* CONSIGNAS:
1: Responda según el texto sobre el Festival Cervantino de Azul:
(a) ¿Entre qué fechas se hace el festival?
(b) ¿En qué esquina se realizará la Feria del Libro?
(c) ¿A qué hora del sábado 3 está programada la mesa redonda?
2: Retome el texto sobre el Festival Cervantino a partir de su última oración.

* FRAGMENTO CITADO:
_____

Este sábado la troupe de Viajera se presentará en el sexto Festival Cervantino de la ciudad de Azul. El festival se hace del 1 al 11 de noviembre y contará con la presencia de destacadas figuras y numerosas actividades de muchas índoles. Entre ellas está la Feria del Libro, que se realizará del 1 al 11 en la esquina de San Martín y 25 de Mayo, y en la que estarán en venta nuestros libros, por ejemplo Léame.

En ese marco, el sábado 3 a las 4 de la tarde está programada una mesa redonda con varios autores de la editorial, entre los que me encontraré. Será un placer volver a esa ciudad, donde tengo raíces.

_____

* MATERIAL PROPORCIONADO:
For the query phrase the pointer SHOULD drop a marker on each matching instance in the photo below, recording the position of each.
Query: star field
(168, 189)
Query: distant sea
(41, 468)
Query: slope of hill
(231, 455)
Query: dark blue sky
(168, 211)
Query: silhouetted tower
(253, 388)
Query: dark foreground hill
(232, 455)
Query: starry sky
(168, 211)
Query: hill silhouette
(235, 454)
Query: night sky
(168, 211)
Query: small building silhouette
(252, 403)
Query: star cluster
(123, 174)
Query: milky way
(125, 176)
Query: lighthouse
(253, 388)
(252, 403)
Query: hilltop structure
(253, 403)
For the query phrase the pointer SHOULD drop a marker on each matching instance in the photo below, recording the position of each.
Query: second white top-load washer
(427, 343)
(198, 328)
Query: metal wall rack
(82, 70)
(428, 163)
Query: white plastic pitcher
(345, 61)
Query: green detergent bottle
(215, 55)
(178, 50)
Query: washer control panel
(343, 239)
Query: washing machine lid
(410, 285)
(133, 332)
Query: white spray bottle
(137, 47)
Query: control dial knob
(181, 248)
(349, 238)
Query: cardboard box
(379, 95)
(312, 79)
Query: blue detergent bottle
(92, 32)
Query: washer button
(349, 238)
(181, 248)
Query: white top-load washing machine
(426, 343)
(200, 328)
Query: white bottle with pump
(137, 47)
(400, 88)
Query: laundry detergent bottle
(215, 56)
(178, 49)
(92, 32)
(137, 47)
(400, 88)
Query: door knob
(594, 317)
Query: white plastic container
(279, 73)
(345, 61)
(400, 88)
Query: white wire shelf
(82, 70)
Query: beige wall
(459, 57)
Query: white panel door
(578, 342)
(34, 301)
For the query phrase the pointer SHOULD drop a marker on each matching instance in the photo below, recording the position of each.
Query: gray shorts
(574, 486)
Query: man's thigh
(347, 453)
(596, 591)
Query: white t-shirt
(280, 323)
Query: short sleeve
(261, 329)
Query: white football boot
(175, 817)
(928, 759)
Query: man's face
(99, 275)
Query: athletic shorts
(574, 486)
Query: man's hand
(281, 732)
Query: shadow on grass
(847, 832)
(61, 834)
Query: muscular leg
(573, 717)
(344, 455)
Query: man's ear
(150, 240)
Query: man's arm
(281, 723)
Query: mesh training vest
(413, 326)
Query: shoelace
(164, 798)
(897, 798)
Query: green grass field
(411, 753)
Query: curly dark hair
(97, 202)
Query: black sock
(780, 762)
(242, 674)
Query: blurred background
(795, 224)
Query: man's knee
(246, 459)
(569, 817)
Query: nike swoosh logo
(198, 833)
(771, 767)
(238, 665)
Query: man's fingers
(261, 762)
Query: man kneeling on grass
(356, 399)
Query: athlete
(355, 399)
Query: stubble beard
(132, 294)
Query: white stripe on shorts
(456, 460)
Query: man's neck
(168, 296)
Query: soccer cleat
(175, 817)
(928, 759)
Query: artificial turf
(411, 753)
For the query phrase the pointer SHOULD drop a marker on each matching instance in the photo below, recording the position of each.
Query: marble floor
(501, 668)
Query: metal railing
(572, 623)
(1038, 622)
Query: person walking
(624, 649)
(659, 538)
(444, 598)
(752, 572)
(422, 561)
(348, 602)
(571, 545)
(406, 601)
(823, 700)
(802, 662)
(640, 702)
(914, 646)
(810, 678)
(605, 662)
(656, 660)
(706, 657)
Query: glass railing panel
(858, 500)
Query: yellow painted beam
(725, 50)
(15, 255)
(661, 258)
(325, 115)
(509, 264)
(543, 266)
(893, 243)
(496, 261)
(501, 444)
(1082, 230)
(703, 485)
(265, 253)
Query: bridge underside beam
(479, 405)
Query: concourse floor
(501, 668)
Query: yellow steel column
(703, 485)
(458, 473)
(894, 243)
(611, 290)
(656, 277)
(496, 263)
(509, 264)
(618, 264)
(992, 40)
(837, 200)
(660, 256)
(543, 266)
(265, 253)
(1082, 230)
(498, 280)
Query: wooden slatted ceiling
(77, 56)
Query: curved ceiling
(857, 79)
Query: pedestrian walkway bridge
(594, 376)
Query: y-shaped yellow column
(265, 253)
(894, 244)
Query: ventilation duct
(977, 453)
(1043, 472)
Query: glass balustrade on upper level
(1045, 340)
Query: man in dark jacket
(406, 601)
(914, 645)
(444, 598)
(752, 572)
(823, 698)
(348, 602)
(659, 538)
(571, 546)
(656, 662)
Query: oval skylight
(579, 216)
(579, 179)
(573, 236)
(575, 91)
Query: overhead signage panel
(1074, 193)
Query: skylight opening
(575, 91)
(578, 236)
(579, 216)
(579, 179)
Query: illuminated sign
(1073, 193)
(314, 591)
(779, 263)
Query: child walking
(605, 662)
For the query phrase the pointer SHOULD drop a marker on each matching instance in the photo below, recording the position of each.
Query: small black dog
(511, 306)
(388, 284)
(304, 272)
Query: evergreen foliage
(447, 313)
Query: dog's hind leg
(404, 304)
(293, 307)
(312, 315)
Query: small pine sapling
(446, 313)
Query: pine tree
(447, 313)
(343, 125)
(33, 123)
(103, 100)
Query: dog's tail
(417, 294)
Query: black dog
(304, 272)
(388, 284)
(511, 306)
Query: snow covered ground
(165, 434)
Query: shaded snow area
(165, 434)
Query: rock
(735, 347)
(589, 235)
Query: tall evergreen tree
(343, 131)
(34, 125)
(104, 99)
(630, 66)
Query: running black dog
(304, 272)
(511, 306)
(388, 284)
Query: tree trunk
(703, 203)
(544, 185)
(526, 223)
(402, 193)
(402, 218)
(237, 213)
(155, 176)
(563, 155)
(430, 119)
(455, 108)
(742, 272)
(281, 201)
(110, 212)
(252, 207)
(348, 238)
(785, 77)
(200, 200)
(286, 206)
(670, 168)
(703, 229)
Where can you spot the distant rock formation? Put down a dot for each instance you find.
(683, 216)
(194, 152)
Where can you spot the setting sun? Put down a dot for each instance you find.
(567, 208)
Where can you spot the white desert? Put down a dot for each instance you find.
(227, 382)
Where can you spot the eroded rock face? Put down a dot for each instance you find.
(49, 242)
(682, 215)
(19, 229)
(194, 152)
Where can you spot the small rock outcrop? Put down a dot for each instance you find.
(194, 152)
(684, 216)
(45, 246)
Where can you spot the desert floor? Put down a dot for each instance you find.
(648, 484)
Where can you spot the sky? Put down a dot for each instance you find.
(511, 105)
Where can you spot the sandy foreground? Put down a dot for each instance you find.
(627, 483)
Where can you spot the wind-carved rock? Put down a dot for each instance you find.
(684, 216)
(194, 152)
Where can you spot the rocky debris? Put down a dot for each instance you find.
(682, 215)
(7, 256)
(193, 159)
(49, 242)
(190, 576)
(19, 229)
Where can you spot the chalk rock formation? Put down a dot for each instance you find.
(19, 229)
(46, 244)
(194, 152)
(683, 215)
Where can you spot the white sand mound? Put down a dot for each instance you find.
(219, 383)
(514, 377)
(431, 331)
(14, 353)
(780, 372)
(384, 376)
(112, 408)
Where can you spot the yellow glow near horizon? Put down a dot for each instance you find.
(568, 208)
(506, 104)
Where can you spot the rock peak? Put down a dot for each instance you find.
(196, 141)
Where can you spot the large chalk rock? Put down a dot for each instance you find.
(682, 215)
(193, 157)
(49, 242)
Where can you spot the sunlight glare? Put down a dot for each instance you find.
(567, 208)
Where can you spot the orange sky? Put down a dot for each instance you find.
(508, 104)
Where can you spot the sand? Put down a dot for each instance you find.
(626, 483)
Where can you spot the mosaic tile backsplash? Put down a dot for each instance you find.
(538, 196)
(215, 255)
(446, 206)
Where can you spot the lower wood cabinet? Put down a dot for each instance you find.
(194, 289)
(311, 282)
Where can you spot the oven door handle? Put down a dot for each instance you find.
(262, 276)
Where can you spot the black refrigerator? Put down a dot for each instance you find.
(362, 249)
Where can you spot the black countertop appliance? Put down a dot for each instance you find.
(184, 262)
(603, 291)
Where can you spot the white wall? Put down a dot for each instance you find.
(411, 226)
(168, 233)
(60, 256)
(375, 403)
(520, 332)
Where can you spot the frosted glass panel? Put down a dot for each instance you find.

_____

* RESPUESTAS POR CONSIGNA:
1:
(a) Del 1 al 11 de noviembre.
(b) En la esquina de San Martín y 25 de Mayo.
(c) A las 4 de la tarde.

2:
El festival se hace porque Azul fue declarada Ciudad Cervantina, junto a Guanajuato y Alcalá. Esto ocurre porque allí se encuentra la colección de Quijotes de Bartolomé Ronco, una de las más grandes del mundo. A partir de que fue declarada Ciudad Cervantina, se realiza el festival, que convoca a mucha gente y se suma a las opciones de turismo cultural de Azul, cuyo patrimonio arquitectónico es muy valorado.

Todo este patrimonio fue prolijamente ignorado en mis numerosas visitas anteriores, que se concentraban en el nada despreciable objetivo de ver familiares. Así que es para mí una oportunidad de ver a Azul desde otra óptica, de volver siendo el mismo pero distinto a una ciudad que también es la misma, pero veré distinta. Y de paso acaparar tarros de dulce de leche LuzAzul para tener al regreso.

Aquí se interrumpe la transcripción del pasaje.